__Task instructions__: Copy everything from the line containing "locate: microphone |" down to the end of the items, with "per instance" changed to "per object" and nothing else altered.

__Exercise materials__:
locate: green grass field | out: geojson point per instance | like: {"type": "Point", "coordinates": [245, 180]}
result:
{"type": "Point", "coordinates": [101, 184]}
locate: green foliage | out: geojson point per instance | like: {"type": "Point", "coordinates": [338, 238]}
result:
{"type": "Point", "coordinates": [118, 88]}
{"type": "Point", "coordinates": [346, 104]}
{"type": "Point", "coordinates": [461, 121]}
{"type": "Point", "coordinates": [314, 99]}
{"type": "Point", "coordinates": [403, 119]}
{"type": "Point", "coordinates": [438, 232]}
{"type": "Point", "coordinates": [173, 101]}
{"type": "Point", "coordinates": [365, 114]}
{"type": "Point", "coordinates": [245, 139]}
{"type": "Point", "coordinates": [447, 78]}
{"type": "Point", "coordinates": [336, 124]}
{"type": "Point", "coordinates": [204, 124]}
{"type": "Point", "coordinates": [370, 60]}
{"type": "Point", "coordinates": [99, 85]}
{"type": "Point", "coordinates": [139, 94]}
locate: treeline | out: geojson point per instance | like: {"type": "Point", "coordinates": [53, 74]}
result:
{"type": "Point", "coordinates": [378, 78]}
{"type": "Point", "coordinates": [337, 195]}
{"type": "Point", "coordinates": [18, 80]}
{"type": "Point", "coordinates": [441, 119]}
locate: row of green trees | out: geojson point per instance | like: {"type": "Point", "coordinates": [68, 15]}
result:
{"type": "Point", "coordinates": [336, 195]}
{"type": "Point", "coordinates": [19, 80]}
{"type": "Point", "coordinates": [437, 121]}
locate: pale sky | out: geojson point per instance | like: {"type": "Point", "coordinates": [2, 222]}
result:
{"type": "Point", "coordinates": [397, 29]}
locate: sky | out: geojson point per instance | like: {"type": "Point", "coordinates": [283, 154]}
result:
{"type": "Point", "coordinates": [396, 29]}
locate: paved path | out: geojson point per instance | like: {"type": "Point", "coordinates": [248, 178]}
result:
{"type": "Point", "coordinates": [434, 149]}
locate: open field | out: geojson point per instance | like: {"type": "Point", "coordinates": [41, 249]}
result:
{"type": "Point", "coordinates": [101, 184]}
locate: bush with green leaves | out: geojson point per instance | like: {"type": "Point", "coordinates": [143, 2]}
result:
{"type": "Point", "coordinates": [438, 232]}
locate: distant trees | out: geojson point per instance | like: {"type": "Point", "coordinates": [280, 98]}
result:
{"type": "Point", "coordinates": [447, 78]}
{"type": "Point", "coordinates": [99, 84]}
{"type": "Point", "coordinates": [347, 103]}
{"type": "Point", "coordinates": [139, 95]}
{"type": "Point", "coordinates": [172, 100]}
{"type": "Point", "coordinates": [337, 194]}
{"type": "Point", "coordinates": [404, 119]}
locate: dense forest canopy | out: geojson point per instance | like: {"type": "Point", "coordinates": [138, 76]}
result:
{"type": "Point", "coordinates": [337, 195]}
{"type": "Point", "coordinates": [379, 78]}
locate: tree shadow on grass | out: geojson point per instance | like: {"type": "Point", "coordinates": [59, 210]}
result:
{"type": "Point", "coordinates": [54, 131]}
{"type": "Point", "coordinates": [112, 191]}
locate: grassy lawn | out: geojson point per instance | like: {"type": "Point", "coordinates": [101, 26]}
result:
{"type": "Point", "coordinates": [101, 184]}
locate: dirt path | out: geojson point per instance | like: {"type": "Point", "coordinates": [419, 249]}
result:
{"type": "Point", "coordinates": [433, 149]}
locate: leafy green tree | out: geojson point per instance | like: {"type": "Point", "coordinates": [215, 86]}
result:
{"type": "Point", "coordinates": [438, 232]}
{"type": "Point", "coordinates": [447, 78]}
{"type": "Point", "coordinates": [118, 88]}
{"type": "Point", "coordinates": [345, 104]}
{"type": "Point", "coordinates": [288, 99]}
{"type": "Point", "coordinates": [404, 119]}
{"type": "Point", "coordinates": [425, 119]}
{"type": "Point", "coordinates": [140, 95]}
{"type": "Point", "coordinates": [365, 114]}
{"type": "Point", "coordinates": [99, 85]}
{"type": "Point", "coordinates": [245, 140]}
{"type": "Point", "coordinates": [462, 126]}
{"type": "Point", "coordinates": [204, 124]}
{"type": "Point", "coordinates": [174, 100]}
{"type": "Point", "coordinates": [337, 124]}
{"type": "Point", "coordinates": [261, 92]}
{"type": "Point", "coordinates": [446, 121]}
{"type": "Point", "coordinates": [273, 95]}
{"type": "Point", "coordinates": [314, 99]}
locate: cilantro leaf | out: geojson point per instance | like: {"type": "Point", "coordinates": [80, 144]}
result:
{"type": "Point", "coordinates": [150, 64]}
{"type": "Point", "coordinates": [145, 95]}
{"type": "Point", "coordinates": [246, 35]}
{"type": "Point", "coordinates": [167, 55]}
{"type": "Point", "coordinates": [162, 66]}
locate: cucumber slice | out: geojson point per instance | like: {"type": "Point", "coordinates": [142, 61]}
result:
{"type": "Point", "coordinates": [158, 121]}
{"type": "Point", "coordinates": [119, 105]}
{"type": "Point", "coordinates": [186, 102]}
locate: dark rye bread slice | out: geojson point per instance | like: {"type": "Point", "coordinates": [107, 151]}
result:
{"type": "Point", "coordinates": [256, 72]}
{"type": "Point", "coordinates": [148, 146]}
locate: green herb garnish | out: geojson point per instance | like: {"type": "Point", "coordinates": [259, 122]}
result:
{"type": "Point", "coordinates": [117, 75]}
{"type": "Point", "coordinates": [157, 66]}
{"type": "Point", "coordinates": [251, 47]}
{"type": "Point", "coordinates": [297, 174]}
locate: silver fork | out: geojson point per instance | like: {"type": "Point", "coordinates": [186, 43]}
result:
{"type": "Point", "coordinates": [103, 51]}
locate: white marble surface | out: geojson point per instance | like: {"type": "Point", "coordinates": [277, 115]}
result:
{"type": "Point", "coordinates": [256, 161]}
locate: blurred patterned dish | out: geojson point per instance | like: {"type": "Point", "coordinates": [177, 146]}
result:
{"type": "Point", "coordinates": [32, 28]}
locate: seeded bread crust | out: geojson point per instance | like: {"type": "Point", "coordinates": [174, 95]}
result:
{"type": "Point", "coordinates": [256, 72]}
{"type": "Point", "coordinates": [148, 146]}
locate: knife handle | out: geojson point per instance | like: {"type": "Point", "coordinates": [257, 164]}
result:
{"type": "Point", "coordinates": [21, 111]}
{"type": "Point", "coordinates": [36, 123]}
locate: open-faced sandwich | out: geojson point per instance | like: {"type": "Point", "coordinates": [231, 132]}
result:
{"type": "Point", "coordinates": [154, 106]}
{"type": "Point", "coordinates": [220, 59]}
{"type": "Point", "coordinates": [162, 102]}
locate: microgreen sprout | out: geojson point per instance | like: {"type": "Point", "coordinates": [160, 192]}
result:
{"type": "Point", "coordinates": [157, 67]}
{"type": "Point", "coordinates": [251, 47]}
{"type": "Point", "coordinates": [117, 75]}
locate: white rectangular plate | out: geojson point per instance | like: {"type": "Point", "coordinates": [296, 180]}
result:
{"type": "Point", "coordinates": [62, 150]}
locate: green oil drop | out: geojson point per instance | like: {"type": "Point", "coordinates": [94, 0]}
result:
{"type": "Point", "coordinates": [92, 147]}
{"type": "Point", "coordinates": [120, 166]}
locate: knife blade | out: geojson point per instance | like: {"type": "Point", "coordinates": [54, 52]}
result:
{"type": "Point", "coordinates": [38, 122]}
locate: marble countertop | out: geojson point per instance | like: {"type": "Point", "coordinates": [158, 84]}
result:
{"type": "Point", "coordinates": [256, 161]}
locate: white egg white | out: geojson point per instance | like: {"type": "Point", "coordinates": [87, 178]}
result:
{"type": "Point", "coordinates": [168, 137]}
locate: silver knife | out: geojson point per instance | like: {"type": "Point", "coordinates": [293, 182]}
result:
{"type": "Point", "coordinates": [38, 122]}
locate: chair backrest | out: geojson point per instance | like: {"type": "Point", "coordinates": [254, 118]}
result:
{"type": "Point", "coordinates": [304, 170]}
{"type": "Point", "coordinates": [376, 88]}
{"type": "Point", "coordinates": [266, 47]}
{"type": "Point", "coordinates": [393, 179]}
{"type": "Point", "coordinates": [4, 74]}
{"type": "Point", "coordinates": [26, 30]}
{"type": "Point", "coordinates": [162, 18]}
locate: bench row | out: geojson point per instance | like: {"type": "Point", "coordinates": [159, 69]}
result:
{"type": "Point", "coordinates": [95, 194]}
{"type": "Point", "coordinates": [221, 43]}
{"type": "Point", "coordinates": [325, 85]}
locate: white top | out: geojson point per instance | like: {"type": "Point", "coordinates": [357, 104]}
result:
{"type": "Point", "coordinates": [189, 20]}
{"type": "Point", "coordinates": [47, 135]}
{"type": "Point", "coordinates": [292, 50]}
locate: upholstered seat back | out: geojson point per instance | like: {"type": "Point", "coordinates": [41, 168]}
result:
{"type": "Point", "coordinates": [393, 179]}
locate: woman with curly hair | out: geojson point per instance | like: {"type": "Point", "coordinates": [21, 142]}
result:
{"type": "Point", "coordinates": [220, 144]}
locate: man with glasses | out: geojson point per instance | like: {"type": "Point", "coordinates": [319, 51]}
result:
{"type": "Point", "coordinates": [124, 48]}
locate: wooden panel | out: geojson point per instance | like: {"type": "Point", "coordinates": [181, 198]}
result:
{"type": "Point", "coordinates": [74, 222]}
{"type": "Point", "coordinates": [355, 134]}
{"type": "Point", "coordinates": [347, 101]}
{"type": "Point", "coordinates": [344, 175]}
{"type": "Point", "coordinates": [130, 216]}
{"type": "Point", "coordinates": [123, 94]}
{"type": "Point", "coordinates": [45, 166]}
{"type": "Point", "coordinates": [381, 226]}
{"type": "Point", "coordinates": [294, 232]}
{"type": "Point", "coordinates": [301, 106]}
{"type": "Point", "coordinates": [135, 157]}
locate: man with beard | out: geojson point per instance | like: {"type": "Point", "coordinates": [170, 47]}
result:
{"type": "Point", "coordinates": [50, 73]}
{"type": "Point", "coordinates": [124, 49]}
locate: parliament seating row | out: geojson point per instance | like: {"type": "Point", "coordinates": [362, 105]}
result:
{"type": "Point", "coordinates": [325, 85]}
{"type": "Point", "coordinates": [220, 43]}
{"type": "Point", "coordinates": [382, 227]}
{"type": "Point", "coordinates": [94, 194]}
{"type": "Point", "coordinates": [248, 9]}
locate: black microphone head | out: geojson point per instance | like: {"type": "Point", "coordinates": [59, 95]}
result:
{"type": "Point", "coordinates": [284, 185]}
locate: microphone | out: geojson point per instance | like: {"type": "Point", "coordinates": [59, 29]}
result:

__Written response__:
locate: microphone | out: geojson point per object | like: {"type": "Point", "coordinates": [59, 29]}
result:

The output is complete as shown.